SELECTED PASSAGE →

The rate of inflation on point-to-point basis increased to 9.06 per cent in February from 8.51 per cent in December, it said adding, "This was the highest point-to-point inflation in sixteen months."
The chamber said the decline in non-food inflation since the second quarter of the current fiscal as is indicated by BBS data defies all logic.
"It is not clear why or how, despite the perceived operation of the income effect of increased public sector salaries and the price effect of global price increase in fuels, and domestic price increases in electricity and gas, and the sharp rise in asset prices (real estate and stock exchange securities), non-food inflation did fall in the period under review," it added.
Regarding foreign exchange, the review said the exchange rate of Taka per US dollar underwent an overall depreciation of 0.18 per cent in the quarter in comparison with Q2 FY10.
"The Taka depreciated by 0. 12 per cent in January and 0.13 per cent in February but in March the Taka marginally appreciated by 0.07 per cent," it said.
At the end of the third quarter of the fiscal, foreign exchange reserve stood at $10.160 billion, an increase of $4.470 billion or 77.1 per cent increase over the reserve of $5.953 billion recorded at the end of the corresponding third quarter of FY09, it added.
The review said that the inward remittances in Q3FY10 stood at $2738 million, compared to $2529 million in the corresponding quarter of FY09 - an 8.2 per cent y-o-y increase and the commodity trade balance recorded a lower deficit of $226 million in January 2010 compared to the deficit of $465 million in January 2009.
"The over-all balance of payments showed a surplus of $57 million in January 2010, compared to a deficit of US$129 million in January 2009."
On the external front, merchandise exports in January of Q3FY10 increased year-on-year by 3.49 per cent compared to 1.0 per cent in Q2FY10, the review said.
This indicates that the global demand is gradually improving, which resulted in improving export performance especially in raw jute, jute products, leather, petroleum byproducts, bicycle, footwear, agro processed food, terry towel and ceramic products, it added.
The review, however, said while export receipts recorded a positive growth in January 2010, total export receipts during July-January 2009-10 fiscal was 4.96 per cent lower than in the corresponding seven months of the previous fiscal.

YOUR TASKS →
**A.** Copy the passage on the chamber's economic review from "On the external" to "the previous fiscal.".
**B.** Summarize the passage on the chamber's economic review in two sentences.

SUPPLIED INFORMATION →
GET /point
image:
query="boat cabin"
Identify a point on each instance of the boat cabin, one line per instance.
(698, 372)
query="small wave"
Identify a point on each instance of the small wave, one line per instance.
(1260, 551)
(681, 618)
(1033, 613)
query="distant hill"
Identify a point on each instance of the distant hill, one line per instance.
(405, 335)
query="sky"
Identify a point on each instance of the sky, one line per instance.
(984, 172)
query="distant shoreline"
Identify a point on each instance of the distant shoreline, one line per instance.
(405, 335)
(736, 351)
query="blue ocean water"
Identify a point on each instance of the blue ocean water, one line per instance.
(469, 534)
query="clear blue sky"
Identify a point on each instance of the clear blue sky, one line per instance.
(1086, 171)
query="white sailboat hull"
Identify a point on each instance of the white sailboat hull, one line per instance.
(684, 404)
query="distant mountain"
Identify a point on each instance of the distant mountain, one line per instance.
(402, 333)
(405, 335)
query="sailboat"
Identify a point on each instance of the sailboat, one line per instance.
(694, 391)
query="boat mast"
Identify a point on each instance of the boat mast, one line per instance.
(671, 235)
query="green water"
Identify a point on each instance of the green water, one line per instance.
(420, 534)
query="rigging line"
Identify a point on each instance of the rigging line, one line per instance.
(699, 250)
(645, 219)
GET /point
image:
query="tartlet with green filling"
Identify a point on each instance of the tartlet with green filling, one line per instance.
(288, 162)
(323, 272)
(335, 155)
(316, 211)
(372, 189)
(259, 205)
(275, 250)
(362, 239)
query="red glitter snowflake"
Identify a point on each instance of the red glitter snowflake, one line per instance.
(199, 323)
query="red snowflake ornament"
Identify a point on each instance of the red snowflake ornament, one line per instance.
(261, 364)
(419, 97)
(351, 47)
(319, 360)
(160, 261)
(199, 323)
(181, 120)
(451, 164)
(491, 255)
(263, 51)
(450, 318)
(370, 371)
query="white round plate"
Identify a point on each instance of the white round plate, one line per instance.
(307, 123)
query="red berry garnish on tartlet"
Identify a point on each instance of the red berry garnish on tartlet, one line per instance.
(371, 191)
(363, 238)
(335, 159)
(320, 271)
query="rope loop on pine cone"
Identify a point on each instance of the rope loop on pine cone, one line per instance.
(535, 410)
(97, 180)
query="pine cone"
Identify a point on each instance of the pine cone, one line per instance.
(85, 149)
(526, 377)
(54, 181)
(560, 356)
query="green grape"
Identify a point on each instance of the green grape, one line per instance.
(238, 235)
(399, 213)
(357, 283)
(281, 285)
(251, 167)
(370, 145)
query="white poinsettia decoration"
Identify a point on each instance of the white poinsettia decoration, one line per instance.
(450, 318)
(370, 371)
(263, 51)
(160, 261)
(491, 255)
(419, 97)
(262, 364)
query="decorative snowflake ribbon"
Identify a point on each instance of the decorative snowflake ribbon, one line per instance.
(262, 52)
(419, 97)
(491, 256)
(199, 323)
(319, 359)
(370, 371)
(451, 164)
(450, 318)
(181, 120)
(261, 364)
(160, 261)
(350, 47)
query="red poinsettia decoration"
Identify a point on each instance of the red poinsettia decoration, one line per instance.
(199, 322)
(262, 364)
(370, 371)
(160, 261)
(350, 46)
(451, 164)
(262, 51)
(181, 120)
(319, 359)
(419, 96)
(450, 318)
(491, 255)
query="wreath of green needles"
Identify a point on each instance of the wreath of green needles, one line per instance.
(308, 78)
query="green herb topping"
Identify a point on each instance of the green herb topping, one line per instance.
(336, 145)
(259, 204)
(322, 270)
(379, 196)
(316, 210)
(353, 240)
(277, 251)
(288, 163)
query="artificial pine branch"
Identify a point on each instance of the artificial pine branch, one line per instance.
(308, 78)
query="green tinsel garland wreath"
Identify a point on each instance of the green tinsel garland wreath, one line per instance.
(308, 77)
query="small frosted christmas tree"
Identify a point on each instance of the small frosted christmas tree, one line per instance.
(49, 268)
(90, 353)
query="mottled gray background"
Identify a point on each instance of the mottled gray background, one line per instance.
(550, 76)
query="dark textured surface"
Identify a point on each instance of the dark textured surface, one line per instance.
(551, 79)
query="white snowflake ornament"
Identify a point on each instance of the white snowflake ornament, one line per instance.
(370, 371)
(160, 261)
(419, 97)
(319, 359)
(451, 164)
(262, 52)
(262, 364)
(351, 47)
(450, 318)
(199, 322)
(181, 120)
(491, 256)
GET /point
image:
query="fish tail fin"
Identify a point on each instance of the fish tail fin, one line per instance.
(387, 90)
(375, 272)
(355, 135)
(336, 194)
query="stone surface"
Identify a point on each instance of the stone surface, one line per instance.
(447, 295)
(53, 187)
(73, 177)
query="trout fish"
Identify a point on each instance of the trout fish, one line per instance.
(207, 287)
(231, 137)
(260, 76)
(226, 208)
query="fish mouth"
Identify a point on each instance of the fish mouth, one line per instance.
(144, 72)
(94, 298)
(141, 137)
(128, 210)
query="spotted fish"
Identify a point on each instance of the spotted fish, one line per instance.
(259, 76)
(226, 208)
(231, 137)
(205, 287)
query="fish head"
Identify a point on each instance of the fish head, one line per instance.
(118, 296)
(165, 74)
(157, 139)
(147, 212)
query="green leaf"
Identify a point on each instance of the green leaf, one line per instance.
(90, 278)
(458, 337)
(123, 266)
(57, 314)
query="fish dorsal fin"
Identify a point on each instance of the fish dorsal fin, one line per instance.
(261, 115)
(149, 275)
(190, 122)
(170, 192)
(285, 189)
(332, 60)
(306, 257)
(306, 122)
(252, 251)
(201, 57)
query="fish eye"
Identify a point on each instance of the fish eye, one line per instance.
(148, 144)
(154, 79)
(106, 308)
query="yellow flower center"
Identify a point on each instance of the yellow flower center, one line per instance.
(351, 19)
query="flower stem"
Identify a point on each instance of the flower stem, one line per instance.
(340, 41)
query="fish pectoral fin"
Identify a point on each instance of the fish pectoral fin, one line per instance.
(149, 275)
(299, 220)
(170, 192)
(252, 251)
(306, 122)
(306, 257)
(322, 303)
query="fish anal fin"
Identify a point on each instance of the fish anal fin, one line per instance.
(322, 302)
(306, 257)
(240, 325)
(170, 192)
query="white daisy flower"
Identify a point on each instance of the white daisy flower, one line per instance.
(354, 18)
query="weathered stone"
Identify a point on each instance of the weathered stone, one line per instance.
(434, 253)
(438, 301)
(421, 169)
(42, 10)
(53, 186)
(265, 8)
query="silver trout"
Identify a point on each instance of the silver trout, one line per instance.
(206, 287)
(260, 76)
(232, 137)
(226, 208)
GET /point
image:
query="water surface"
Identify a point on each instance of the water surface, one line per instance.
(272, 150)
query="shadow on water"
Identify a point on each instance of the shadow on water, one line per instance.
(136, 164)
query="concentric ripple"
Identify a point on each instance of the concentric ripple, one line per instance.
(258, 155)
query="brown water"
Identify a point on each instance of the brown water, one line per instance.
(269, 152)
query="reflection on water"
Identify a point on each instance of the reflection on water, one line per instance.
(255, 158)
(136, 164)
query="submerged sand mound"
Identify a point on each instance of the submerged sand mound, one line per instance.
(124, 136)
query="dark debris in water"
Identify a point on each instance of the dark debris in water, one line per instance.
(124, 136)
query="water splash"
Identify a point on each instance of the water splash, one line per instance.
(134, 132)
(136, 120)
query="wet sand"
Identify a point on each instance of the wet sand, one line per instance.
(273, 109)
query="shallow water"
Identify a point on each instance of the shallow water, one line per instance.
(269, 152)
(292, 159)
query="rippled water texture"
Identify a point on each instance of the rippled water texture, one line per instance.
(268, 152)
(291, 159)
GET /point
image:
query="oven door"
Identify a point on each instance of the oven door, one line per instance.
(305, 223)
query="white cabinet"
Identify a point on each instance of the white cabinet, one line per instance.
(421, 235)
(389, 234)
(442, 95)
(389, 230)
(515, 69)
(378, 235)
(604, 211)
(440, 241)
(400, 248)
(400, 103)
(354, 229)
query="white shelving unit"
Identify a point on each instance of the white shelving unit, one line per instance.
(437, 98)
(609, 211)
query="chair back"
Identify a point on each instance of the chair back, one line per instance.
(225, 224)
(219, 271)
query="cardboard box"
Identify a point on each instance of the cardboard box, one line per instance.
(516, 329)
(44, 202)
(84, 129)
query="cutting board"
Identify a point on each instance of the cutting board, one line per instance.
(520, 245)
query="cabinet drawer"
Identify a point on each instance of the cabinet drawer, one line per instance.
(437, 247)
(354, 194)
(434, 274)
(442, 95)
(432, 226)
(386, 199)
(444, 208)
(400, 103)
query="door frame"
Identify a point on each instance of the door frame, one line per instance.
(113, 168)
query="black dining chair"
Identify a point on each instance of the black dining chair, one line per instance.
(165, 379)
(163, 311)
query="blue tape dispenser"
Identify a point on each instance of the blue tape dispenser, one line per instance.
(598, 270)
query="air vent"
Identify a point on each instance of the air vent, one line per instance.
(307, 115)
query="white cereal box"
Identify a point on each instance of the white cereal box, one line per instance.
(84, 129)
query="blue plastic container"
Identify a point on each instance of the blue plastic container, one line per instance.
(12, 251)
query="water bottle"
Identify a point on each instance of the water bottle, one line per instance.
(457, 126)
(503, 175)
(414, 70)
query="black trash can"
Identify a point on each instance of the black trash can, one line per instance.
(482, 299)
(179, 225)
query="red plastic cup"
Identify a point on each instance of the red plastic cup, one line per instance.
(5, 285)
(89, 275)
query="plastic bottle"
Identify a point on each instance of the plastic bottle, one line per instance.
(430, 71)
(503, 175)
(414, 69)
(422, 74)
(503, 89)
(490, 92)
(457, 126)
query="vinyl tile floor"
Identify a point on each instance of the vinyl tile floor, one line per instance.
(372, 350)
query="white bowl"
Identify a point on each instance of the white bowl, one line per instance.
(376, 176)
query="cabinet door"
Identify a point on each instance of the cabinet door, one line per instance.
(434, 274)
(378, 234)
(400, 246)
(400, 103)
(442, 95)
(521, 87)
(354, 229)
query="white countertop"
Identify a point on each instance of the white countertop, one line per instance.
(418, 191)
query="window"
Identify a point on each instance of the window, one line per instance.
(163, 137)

LIST OF ANSWERS →
**A.**
On the external front, merchandise exports in January of Q3FY10 increased year-on-year by 3.49 per cent compared to 1.0 per cent in Q2FY10, the review said.
This indicates that the global demand is gradually improving, which resulted in improving export performance especially in raw jute, jute products, leather, petroleum byproducts, bicycle, footwear, agro processed food, terry towel and ceramic products, it added.
The review, however, said while export receipts recorded a positive growth in January 2010, total export receipts during July-January 2009-10 fiscal was 4.96 per cent lower than in the corresponding seven months of the previous fiscal.

**B.** The chamber's review reported that point-to-point inflation rose to 9.06 per cent in February, the highest in sixteen months, and said that the decline in non-food inflation shown by BBS data defies all logic. It also reported an overall depreciation of the Taka against the US dollar of 0.18 per cent in the quarter, a foreign exchange reserve of $10.160 billion, higher inward remittances and stronger January exports, although total export receipts for July-January were 4.96 per cent lower than in the same months of the previous fiscal.